[Opening Input section]

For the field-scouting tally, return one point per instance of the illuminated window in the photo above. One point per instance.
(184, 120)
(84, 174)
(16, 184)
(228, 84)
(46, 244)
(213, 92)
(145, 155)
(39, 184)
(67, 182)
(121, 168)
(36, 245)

[Closing Input section]

_Try it_.
Transcribe the material above in full, keeping every word.

_The completed task_.
For the field-scouting tally, return one point per instance of the illuminated window in the photo above. One point per instance.
(184, 120)
(84, 174)
(16, 184)
(228, 84)
(46, 244)
(213, 92)
(145, 155)
(39, 184)
(67, 182)
(121, 168)
(36, 245)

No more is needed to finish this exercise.